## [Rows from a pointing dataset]
***

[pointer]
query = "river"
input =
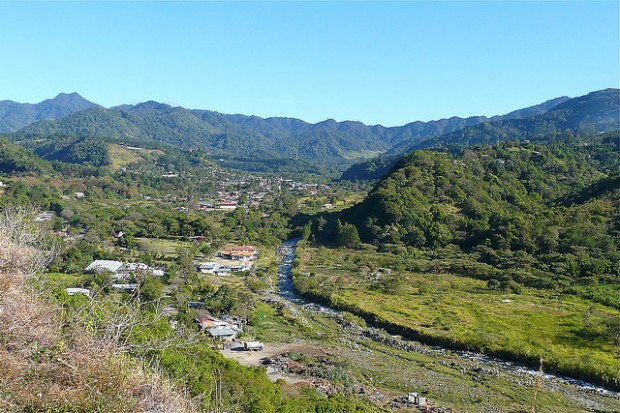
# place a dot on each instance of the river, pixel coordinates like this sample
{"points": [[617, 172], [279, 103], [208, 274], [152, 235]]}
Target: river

***

## [WHAT YOU SHOULD DO]
Copy the listing above word for word, leaving out the picture.

## [ANSWER FOR THE TASK]
[pointer]
query = "river"
input =
# place a dot on each instance of the river, pixel coordinates like this sample
{"points": [[617, 172], [279, 103], [208, 274], [152, 235]]}
Target: river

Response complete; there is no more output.